TEXTO DEL EJERCICIO:
● ● ● ● ●

En el poblado nos espera Jorge, el mecánico que hace rato
nos prestó una bobina e incluso nos ofreció la compañía de un agente de
tránsito al que le reparaba su vehículo. “Si los para la policía, con él no van
a tener problemas”, me dice.
Estación calvario
Dicho y hecho. El agente saluda desde la ventanilla a su
colega y Adelita continúa arrastrada con una soga improvisada, que justo se
rompe sobre las vías del tren. Horas más tarde por allí pasará La Bestia, el tren colmado de
migrantes dispuestos a atravesar la más cruel de las pesadillas para alcanzar,
si tienen suerte, el sueño americano.
Jorge sabe de todo: mecánica, electricidad, cerrajería, pero
no puede encontrar el problema de Adelita. “¿Seguro que tiene gasolina?”,
pregunta, mientras desconecta la manguera del combustible, que no escupe ni una
gota.
El tablero no tiene el respectivo marcador, así que me rasco
la cabeza sacando cálculos y caigo en la conclusión de que si el tanque está
vacío, entonces venimos gastando mucho más de lo normal.
La nafta llega, pero Adelita no arranca. “Es la marcha”,
dice Jorge, y se pone a desarmarla. Por suerte, hay un Autozone abierto hasta
tarde y al filo de la medianoche del viernes santo, el motor vuelve a rumbar
como si fuera nuevo.

● ● ● ● ●

CONSIGNA DE TRABAJO 1:
Transcribe del relato sobre la avería de Adelita el pasaje que comienza con "En el poblado" y llega hasta "el sueño americano.".
CONSIGNA DE TRABAJO 2:
Continúa el relato sobre la avería de Adelita a partir de su última oración.

DATOS EXTRAÍDOS:
● ● ● ● ●

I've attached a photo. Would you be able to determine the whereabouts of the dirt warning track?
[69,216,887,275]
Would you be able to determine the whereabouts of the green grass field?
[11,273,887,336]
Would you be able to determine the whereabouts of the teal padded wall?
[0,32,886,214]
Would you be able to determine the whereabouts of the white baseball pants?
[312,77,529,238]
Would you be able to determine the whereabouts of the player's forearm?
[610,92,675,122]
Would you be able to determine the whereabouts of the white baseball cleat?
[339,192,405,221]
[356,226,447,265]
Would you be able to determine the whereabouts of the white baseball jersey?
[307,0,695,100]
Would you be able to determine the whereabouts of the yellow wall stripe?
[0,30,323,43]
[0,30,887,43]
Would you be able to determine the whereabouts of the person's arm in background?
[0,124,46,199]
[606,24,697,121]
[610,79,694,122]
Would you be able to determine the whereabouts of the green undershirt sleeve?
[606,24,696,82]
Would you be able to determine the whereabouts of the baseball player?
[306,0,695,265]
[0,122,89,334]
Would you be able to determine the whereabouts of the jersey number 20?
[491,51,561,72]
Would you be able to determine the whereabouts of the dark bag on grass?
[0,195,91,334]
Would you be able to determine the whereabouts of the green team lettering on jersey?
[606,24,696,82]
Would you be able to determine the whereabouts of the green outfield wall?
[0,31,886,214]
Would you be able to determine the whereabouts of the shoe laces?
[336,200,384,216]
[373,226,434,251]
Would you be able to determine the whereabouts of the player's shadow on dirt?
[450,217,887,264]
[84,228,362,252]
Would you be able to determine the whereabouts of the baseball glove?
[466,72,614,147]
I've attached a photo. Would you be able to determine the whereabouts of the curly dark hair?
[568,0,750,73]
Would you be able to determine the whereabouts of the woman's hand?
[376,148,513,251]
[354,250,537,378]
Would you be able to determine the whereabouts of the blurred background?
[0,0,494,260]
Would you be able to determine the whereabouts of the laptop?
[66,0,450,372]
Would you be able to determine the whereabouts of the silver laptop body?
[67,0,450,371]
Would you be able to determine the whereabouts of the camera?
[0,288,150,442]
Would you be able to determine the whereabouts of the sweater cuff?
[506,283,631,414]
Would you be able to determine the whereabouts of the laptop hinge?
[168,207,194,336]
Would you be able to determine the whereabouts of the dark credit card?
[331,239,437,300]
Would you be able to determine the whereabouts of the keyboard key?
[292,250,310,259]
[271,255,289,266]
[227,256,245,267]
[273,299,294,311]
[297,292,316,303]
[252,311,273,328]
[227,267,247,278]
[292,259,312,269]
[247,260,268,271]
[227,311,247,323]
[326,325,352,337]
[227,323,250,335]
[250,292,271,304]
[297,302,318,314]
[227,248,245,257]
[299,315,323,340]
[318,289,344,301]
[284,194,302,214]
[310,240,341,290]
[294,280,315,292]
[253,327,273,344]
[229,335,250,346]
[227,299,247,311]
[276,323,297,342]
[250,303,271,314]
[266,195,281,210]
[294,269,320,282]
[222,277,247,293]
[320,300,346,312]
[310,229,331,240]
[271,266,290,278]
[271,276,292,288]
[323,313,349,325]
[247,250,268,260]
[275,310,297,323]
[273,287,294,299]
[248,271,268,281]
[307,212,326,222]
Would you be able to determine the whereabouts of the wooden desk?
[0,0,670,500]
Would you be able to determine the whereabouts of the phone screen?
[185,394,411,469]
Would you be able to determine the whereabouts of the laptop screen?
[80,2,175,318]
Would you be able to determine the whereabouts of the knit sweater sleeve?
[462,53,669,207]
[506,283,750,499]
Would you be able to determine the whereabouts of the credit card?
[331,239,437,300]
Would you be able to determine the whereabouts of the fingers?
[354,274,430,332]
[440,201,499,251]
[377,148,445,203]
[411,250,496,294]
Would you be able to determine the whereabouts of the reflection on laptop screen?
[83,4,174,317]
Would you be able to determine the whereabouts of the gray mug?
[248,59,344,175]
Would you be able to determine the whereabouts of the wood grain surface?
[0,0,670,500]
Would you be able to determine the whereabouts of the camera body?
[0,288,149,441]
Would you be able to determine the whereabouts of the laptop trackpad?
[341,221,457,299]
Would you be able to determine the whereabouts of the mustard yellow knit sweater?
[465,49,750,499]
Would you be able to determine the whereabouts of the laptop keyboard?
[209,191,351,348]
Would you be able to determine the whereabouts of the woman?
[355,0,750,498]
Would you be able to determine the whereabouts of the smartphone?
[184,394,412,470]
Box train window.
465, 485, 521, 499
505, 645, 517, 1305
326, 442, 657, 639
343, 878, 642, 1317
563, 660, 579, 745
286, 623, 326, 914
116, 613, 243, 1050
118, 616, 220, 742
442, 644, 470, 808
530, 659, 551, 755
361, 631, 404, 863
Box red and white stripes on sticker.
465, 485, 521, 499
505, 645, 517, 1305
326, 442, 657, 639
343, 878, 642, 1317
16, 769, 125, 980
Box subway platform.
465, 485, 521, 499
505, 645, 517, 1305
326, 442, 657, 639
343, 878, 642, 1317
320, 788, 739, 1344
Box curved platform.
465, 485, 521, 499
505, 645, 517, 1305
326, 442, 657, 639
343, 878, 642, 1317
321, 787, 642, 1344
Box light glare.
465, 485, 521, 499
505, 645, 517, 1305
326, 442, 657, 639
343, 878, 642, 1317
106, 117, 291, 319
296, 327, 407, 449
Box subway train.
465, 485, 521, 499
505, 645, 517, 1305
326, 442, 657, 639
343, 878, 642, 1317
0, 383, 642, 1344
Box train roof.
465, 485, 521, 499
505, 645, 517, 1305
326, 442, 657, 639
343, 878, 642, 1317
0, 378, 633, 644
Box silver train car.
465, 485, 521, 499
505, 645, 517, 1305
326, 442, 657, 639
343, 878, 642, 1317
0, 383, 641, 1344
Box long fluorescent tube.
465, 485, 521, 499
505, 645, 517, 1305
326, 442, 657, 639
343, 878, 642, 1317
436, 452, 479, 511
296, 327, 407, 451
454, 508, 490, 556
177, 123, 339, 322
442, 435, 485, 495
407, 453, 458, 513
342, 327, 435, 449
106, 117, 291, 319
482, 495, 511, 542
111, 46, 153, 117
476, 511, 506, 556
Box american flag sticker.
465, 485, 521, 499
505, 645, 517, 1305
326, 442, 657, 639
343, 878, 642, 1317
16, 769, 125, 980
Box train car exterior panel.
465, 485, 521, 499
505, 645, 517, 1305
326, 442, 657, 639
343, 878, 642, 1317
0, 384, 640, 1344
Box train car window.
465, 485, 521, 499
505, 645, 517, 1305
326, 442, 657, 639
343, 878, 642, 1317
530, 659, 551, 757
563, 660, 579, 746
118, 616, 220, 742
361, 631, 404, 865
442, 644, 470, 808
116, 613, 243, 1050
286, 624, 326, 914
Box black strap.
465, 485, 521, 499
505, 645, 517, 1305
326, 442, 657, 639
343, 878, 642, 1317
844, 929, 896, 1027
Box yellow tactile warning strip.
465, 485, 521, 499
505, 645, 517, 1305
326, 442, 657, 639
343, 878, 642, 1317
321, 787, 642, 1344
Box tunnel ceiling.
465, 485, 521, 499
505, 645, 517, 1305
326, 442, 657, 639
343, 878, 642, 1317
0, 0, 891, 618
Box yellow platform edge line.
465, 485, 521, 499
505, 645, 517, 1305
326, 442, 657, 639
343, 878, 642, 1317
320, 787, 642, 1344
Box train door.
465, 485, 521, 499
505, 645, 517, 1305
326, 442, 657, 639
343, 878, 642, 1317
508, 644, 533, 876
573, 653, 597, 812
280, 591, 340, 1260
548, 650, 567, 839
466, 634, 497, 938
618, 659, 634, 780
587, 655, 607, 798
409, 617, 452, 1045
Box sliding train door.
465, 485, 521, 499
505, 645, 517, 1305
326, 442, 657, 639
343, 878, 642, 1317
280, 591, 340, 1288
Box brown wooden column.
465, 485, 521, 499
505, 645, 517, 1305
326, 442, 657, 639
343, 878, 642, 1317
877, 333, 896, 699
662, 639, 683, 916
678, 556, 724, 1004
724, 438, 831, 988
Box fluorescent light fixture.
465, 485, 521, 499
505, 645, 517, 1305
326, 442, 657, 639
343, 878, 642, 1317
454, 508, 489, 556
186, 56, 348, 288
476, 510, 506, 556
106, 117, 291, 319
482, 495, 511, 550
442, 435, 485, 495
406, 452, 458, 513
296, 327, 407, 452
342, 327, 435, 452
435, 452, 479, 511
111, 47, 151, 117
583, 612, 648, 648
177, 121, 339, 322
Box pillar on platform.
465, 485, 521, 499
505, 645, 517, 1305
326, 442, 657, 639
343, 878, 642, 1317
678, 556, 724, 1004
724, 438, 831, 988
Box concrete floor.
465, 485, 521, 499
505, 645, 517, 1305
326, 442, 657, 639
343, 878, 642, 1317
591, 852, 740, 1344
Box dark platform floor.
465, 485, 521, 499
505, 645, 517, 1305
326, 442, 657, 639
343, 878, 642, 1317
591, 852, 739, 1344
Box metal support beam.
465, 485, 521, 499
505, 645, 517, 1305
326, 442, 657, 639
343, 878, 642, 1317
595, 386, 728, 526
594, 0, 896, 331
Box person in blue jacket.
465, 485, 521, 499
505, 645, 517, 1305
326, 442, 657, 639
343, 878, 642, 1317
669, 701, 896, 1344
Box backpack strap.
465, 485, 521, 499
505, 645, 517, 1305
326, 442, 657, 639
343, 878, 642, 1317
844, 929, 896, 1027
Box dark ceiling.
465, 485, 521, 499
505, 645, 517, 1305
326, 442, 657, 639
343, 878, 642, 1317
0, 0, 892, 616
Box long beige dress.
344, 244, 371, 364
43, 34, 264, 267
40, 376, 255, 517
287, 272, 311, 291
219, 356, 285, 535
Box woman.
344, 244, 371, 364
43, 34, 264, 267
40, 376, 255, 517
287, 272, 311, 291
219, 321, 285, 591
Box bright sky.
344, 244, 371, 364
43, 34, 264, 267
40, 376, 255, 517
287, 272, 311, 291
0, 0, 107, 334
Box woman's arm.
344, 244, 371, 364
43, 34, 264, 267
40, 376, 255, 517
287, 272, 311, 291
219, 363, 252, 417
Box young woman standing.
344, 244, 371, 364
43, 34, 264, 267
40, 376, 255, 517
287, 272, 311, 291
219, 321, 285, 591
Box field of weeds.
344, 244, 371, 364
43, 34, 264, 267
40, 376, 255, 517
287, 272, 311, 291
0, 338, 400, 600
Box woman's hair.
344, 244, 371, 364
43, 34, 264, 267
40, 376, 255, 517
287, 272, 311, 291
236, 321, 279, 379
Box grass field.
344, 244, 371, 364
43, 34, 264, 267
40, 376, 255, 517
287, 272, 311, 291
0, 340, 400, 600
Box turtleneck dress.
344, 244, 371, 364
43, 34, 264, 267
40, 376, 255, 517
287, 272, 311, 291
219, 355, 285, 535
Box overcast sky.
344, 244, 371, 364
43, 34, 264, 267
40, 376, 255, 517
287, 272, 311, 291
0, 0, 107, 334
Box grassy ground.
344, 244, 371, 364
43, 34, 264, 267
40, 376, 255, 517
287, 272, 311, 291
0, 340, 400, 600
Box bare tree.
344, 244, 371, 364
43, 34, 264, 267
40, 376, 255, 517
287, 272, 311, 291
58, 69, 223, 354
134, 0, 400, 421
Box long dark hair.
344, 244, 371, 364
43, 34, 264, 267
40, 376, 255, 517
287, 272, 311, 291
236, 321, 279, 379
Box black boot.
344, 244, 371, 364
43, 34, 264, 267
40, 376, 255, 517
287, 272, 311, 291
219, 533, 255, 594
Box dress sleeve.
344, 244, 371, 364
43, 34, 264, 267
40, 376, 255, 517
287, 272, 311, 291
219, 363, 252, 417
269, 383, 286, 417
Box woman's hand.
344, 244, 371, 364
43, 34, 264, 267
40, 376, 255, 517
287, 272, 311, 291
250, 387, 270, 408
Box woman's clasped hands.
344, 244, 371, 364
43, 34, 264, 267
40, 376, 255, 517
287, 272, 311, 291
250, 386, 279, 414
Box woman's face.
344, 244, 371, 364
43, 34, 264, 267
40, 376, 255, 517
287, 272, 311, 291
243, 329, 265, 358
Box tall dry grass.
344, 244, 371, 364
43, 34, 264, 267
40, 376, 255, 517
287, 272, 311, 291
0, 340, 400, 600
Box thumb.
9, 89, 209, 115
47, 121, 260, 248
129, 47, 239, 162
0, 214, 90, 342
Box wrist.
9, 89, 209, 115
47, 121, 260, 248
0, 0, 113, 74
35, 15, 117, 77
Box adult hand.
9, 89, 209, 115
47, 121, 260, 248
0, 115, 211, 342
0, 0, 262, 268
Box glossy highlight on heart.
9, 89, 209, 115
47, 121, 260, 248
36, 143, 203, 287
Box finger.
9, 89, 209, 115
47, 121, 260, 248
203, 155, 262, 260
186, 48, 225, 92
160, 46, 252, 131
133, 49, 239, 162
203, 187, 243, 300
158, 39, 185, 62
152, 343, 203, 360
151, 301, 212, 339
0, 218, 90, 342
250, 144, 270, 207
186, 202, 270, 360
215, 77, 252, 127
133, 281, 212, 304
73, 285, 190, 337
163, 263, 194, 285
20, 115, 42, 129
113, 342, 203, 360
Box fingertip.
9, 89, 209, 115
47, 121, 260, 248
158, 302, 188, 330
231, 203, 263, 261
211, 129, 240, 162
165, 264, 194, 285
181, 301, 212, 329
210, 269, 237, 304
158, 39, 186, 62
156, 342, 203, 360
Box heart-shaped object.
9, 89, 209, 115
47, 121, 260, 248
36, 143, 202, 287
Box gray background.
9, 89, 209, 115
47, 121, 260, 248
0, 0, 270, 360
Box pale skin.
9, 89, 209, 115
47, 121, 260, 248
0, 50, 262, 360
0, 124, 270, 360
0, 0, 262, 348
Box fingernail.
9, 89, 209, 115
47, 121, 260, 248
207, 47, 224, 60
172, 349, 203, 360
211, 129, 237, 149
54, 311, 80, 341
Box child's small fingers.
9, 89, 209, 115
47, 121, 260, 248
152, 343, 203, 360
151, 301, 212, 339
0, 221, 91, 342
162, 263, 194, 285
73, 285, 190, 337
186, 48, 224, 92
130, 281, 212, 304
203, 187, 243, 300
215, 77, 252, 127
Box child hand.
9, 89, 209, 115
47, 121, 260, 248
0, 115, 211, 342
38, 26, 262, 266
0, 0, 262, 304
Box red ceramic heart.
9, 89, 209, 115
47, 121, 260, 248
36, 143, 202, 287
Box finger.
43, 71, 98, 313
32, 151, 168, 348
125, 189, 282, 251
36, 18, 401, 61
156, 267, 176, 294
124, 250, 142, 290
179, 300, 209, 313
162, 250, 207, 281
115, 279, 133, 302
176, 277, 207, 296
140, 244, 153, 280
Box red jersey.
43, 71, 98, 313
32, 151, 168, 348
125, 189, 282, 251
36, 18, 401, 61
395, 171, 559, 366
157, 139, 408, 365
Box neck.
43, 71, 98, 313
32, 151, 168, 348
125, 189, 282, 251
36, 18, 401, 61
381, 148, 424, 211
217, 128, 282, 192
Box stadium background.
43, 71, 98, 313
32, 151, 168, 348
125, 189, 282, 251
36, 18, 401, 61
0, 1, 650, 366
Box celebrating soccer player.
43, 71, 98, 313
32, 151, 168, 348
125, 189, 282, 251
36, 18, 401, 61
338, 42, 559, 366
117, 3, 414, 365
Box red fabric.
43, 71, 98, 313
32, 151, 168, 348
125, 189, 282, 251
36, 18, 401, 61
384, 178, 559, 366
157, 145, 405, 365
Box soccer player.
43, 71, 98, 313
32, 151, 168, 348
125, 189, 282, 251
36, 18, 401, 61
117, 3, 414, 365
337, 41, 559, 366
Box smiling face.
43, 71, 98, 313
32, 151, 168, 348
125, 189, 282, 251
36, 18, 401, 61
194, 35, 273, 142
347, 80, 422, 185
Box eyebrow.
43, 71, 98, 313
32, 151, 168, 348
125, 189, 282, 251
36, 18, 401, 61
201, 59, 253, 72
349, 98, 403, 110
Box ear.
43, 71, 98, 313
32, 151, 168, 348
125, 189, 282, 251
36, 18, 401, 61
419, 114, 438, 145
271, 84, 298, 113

● ● ● ● ●

RESULTADO DEL EJERCICIO 1:
En el poblado nos espera Jorge, el mecánico que hace rato
nos prestó una bobina e incluso nos ofreció la compañía de un agente de
tránsito al que le reparaba su vehículo. “Si los para la policía, con él no van
a tener problemas”, me dice.
Estación calvario
Dicho y hecho. El agente saluda desde la ventanilla a su
colega y Adelita continúa arrastrada con una soga improvisada, que justo se
rompe sobre las vías del tren. Horas más tarde por allí pasará La Bestia, el tren colmado de
migrantes dispuestos a atravesar la más cruel de las pesadillas para alcanzar,
si tienen suerte, el sueño americano.

RESULTADO DEL EJERCICIO 2:
Estación consuelo
Pero los problemas mecánicos estaban lejos de desaparecer.
El sábado santo, es el vocho el que decide no seguir. Robert se quedó en medio
de una avenida, luego de tomar un camino alterno para no pagar peaje. Sin
dinero y sin celular, no le quedó otra que tomar un taxi en busca de nuestra
ayuda.
Adelita se apresura para auxiliar al “vehículo de auxilio”,
antes de que se haga más de noche, pero Robert se desorienta y acabamos en las
inmediaciones de un pueblo aun más alejado, donde, ¡oh Dios de los motores!, la
combi se vuelve a apagar.
“¿Qué hacen en la carretera a Cardel?”, pregunta Abel
anonadado. “Ya voy para allá, es muy peligroso”.
Dudamos, pero decidimos dejar a Adelita, otra vez, en la
oscuridad total. Por lo menos es en la puerta de un rancho. Al llegar al escarabajo,
nos damos cuenta de que ha sido visitado por los amantes de lo ajeno. El
recuento de daños no es tan malo, solo unas gafas y algún que otro objeto que
estaba a la mano. Los papeles, milagrosamente, siguen ahí.
El domingo de Pascua, Jorge nos acompaña a rescatar a
Adelita, lo cual nos consume toda la mañana y la tarde, pero finalmente, para
cuando cae el sol, los dos coches están pidiendo pista.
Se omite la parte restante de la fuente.